__Goal__:
Copy the listing below line for line, with no changes.

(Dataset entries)
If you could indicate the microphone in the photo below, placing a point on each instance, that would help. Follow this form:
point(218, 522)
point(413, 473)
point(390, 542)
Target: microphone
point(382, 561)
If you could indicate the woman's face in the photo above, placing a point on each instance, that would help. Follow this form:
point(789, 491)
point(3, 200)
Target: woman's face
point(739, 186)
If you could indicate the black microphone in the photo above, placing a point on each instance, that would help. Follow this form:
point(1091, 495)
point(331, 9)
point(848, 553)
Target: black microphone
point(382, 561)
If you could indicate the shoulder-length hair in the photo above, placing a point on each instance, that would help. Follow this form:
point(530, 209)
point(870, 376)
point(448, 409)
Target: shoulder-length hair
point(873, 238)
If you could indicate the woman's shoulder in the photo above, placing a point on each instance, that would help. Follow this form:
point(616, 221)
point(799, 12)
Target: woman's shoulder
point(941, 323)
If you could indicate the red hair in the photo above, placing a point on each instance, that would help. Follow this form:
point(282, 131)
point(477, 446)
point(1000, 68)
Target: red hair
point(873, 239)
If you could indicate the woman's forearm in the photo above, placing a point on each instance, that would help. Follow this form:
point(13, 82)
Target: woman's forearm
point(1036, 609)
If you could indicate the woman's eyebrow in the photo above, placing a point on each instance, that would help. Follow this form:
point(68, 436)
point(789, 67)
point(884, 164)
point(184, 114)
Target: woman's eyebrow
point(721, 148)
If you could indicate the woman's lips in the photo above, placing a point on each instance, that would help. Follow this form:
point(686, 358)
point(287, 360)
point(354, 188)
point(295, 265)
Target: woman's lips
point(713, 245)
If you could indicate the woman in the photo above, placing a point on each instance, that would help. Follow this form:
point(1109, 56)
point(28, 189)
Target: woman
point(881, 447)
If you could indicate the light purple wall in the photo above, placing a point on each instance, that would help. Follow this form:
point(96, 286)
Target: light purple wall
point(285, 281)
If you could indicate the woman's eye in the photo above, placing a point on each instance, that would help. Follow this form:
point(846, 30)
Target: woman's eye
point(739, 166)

__The result__:
If you could indicate the microphone in the photo below, placing a point on each instance, that would help. Follow this form:
point(218, 522)
point(413, 473)
point(390, 542)
Target: microphone
point(382, 561)
If you could indicate the woman's face in the photo above, placing a point on each instance, that would help. Follow this form:
point(789, 491)
point(3, 200)
Target: woman's face
point(739, 186)
If you could indicate the black microphone in the photo above, placing a point on each instance, that would help. Follow this form:
point(1091, 495)
point(331, 9)
point(848, 553)
Target: black microphone
point(382, 561)
If you could indicate the shoulder-length hair in the photo above, placing a point on each instance, that would help. Follow this form:
point(530, 209)
point(870, 376)
point(448, 409)
Target: shoulder-length hair
point(873, 238)
If you could indicate the woman's shoulder in the photo above, placing a point on each instance, that would help. Follow this form:
point(616, 221)
point(799, 12)
Target: woman's shoulder
point(941, 323)
If you could indicate the red hair in the photo above, placing a point on each instance, that would help. Follow this form:
point(282, 131)
point(477, 446)
point(1000, 68)
Target: red hair
point(873, 239)
If you could indicate the woman's forearm in the photo above, placing a point on each instance, that would help. Follow this form:
point(13, 82)
Target: woman's forearm
point(1036, 609)
If you could indicate the woman's eyebrow in the photo above, placing a point on each instance, that would help. Follow this form:
point(68, 436)
point(789, 67)
point(884, 164)
point(184, 114)
Target: woman's eyebrow
point(721, 148)
If you could indicate the woman's lips in the photo above, placing a point on each instance, that would help. Follow this form:
point(686, 358)
point(287, 360)
point(354, 188)
point(295, 265)
Target: woman's lips
point(713, 245)
If you could indicate the woman in the photo above, placing a point on each instance, that would help. Follow this form:
point(1109, 56)
point(28, 189)
Target: woman
point(881, 447)
If you could indicate the light purple wall in the photo above, placing a point on each instance, that would help. Follow this form:
point(96, 286)
Target: light purple wall
point(285, 281)
If you could indicate the woman's eye in the photo above, placing a point on each instance, that would help. Follow this form:
point(846, 30)
Target: woman's eye
point(739, 166)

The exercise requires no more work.